Your objective: Change "Provide" to "Give" throughout the listing below. Leave every other part of the lines unchanged.

Items from a dataset:
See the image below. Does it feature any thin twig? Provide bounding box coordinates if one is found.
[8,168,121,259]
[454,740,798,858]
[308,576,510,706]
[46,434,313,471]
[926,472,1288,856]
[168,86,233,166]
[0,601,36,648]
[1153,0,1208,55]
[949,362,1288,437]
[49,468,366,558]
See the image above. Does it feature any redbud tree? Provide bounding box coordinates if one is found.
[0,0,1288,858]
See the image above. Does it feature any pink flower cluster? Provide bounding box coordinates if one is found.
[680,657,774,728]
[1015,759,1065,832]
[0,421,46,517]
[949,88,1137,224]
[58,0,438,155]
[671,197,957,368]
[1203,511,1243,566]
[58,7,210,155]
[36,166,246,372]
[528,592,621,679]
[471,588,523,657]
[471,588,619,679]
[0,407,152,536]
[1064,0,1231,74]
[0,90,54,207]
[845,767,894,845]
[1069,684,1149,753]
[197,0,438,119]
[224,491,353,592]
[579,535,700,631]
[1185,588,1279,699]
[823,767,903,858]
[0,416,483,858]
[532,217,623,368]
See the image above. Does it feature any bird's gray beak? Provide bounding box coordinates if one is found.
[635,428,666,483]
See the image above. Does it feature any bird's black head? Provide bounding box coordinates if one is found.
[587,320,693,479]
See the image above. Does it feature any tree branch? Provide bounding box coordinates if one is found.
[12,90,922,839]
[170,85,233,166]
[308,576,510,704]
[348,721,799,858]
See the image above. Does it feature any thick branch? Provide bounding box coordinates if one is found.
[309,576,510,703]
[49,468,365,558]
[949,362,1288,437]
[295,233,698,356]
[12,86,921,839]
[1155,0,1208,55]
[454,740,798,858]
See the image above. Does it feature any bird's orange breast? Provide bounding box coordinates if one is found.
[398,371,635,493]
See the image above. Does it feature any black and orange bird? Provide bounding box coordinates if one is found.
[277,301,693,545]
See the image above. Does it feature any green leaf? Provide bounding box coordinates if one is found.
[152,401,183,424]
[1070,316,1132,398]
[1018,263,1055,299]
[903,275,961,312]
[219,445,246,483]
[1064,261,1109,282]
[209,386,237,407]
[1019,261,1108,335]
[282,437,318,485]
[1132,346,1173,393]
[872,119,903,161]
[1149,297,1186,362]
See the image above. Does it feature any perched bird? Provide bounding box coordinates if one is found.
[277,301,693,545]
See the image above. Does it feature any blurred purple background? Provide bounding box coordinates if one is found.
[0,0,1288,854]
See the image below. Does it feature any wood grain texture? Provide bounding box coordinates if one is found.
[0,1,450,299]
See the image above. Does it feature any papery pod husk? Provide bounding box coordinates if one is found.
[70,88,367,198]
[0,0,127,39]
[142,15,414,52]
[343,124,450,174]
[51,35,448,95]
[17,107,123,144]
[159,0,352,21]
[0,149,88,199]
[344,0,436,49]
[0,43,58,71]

Solution:
See the image below. Does it feature any thin twig? Give bounding box coordinates if one is found.
[8,168,121,259]
[454,740,798,858]
[308,576,510,706]
[46,434,313,471]
[926,472,1288,856]
[168,86,233,166]
[0,601,36,648]
[1153,0,1208,55]
[949,362,1288,437]
[49,468,366,558]
See the image above. Does it feature any redbud tree? Give bounding box coordinates if one is found.
[0,0,1288,858]
See the image above. Does it feature any pink flower cluster? Give bounding box coordinates if one is found.
[680,657,774,728]
[1015,759,1065,832]
[0,421,46,517]
[949,88,1137,224]
[58,0,438,155]
[671,197,957,368]
[1203,511,1243,566]
[58,7,210,155]
[36,166,246,372]
[528,592,621,679]
[471,588,523,657]
[471,588,619,679]
[0,407,152,536]
[1064,0,1231,74]
[0,90,54,207]
[845,767,894,845]
[1069,684,1149,753]
[197,0,438,119]
[224,491,353,592]
[579,535,700,631]
[1185,588,1279,699]
[823,767,903,858]
[0,416,483,858]
[532,217,623,368]
See the image above. Does it feature any bird's gray beak? Give bounding box coordinates if one is found.
[635,428,666,483]
See the image above. Does it feature any bird's black head? Give bounding box coordinates if one is found.
[587,320,693,479]
See the image above. Does it feature any tree branch? Give bounding box coordinates if one is found.
[12,90,922,839]
[170,85,233,166]
[308,576,510,704]
[348,721,799,858]
See the image above. Does it feature any thick branch? Give bounding box coordinates if one is found.
[309,576,510,703]
[49,468,365,558]
[949,362,1288,437]
[295,233,698,356]
[12,86,921,839]
[1155,0,1208,55]
[454,740,798,858]
See the image above. Does it feature any bird's orange breast? Give bounding box coordinates if one is found.
[398,371,635,493]
See the image above. Does it feature any black and orange bird? Give bounding box coordinates if one is found.
[277,301,693,545]
See the image above. Does it feature any green leaf? Give bounding box coordinates if one is found.
[152,401,183,424]
[1070,316,1132,398]
[1018,263,1055,299]
[903,275,961,312]
[219,445,246,483]
[1064,261,1109,282]
[209,386,237,407]
[1019,261,1108,335]
[282,437,318,485]
[1132,346,1173,393]
[872,119,903,161]
[1149,297,1186,362]
See the image above. Does it feature any perched bird? Give bounding box coordinates if one is found.
[277,301,693,545]
See the image above. Does it feature any blurred purple background? Give bounding box coordinates if one is found.
[0,0,1288,854]
See the image below. Does it feature any wood grain texture? Give bounding box coordinates if one is found.
[0,1,450,299]
See the image above. Does it feature any papery pod husk? Give bounding box coordinates if one is found.
[70,88,367,198]
[0,0,127,39]
[142,15,414,52]
[343,124,450,174]
[51,35,448,95]
[17,107,123,144]
[159,0,352,21]
[0,149,88,199]
[344,0,436,49]
[0,43,58,71]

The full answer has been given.